*Your task*
Collect each line in the records below that contains the word "bokeh", and copy those lines without changes.

*Input for this task*
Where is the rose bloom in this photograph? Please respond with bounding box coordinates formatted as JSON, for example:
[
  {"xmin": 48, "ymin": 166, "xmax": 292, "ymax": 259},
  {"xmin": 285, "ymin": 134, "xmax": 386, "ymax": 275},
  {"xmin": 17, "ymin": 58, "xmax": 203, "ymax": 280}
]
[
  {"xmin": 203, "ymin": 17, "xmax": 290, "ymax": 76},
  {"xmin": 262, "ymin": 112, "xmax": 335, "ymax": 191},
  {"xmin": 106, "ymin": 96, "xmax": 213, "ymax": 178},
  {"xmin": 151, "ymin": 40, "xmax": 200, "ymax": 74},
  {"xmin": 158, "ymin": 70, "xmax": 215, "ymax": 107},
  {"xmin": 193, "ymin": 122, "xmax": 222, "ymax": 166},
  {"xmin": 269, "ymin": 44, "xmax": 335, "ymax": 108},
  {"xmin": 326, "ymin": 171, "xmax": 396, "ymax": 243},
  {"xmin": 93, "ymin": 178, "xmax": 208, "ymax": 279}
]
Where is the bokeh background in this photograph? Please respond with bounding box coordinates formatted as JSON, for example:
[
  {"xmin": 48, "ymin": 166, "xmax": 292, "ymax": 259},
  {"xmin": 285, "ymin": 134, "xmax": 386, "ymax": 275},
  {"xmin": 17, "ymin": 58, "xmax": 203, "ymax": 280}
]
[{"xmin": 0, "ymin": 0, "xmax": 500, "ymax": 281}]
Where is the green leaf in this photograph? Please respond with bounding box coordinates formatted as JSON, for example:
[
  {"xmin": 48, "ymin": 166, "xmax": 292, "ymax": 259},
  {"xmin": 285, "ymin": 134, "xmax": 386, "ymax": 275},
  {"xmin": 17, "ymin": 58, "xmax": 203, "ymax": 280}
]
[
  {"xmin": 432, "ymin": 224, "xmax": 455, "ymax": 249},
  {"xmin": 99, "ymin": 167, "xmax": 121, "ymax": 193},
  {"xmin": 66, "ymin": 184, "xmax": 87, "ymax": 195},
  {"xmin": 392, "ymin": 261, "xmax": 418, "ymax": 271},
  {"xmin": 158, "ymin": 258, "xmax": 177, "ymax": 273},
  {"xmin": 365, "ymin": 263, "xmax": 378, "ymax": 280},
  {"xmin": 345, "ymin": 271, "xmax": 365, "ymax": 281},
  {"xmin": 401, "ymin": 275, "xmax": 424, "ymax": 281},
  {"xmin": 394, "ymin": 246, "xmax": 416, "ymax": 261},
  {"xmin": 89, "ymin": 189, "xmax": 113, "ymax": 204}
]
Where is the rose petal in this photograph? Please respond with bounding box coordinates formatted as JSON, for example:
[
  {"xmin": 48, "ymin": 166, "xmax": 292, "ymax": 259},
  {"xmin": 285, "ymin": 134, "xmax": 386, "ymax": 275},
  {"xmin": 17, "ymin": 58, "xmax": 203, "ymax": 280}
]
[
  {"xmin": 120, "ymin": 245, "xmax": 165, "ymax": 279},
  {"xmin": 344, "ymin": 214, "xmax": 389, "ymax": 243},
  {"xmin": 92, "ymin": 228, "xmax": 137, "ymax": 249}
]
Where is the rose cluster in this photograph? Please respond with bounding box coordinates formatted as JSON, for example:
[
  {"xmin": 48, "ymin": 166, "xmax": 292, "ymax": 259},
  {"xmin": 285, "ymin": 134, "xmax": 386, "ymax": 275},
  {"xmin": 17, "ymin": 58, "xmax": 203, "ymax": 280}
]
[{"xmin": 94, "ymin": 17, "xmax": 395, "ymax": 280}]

*Task solution*
Where is the bokeh background in this photograph? Please respond with bounding box coordinates formatted as JSON, for example:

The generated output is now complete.